START TEXT FOR ANALYSIS

Until recently, it might have seemed that we were an unhappy bit of mildew on a heavenly body whirling in space among many that have no mildew on them at all. This was something that classical science could explain. Yet, the moment it begins to appear that we are deeply connected to the entire universe, science reaches the outer limits of its powers. Because it is founded on the search for universal laws, it cannot deal with singularity, that is, with uniqueness. The universe is a unique event and a unique story, and so far we are the unique point of that story. But unique events and stories are the domain of poetry, not science. With the formulation of the Anthropic Cosmological Principle, science has found itself on the border between formula and story, between science and myth. In that, however, science has paradoxically returned, in a roundabout way, to man, and offers him--in new clothing--his lost integrity. It does so by anchoring him once more in the cosmos.

The second example is the Gaia Hypothesis. This theory brings together proof that the dense network of mutual interactions between the organic and inorganic portions of the earth's surface form a single system, a kind of mega-organism, a living planet--Gaia--named after an ancient goddess who is recognizable as an archetype of the Earth Mother in perhaps all religions. According to the Gaia Hypothesis, we are parts of a greater whole. If we endanger her, she will dispense with us in the interest of a higher value--that is, life itself.

END TEXT FOR ANALYSIS
START DATA SUPPLIED

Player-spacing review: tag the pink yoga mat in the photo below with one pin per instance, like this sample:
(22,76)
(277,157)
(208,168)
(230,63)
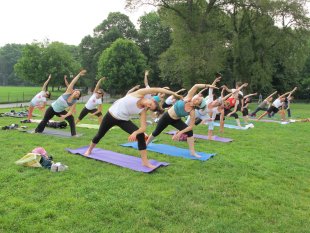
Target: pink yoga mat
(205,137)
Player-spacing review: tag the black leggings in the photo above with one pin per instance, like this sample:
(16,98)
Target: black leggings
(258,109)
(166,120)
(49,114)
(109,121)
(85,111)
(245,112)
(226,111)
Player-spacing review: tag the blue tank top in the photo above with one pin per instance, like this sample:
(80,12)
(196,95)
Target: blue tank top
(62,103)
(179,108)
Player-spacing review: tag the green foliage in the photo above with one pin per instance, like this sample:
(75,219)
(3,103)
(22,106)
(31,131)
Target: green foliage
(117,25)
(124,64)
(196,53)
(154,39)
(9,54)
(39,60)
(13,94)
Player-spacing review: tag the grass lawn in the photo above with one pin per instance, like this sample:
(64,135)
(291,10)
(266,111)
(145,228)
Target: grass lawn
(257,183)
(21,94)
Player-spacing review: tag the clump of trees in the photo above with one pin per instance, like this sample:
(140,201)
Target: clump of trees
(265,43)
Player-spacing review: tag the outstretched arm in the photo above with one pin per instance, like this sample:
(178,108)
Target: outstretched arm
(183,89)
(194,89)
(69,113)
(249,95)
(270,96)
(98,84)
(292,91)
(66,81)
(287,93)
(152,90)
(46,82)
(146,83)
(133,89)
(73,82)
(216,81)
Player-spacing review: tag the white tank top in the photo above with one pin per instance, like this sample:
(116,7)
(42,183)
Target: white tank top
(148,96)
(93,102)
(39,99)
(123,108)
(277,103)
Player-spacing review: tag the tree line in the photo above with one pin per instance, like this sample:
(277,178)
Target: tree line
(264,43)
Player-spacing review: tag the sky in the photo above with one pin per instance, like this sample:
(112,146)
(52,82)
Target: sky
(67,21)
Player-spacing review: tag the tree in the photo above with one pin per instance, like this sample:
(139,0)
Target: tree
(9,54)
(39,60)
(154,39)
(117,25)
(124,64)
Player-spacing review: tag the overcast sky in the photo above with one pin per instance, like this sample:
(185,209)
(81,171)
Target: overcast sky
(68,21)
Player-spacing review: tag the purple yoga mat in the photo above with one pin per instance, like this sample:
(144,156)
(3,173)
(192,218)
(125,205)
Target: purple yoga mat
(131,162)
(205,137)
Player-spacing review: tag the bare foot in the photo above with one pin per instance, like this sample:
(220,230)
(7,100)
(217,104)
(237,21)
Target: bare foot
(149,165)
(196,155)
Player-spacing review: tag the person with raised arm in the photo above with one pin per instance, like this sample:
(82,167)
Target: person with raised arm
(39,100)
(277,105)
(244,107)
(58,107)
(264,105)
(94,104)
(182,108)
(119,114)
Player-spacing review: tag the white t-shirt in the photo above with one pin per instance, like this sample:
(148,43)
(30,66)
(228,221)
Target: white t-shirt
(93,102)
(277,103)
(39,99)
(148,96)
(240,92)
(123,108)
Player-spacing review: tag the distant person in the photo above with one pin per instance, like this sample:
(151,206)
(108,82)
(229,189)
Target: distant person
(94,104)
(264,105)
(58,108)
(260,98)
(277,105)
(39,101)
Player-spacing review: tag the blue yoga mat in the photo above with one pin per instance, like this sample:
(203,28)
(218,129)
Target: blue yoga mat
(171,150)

END DATA SUPPLIED
START DATA SUPPLIED

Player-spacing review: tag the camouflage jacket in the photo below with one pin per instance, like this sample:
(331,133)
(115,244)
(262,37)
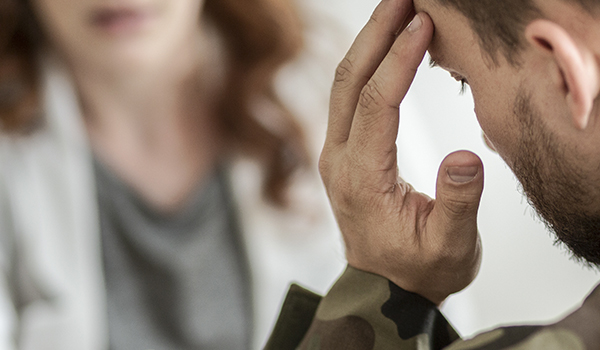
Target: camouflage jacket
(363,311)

END DATA SUPPLIED

PROBLEMS TO SOLVE:
1/ In the passage on science and the cosmos, what is Gaia named after?
2/ According to the passage on science and the cosmos, the interactions between the organic and inorganic portions of the earth's surface form something. List every phrase the passage uses to describe what they form.
3/ From the passage on science and the cosmos, set down the text between "The second example" and "is, life itself.", inclusive.

ANSWERS TO THE TASKS:
1/ Gaia is named after an ancient goddess who is recognizable as an archetype of the Earth Mother in perhaps all religions.

2/
- a single system
- a kind of mega-organism
- a living planet

3/
The second example is the Gaia Hypothesis. This theory brings together proof that the dense network of mutual interactions between the organic and inorganic portions of the earth's surface form a single system, a kind of mega-organism, a living planet--Gaia--named after an ancient goddess who is recognizable as an archetype of the Earth Mother in perhaps all religions. According to the Gaia Hypothesis, we are parts of a greater whole. If we endanger her, she will dispense with us in the interest of a higher value--that is, life itself.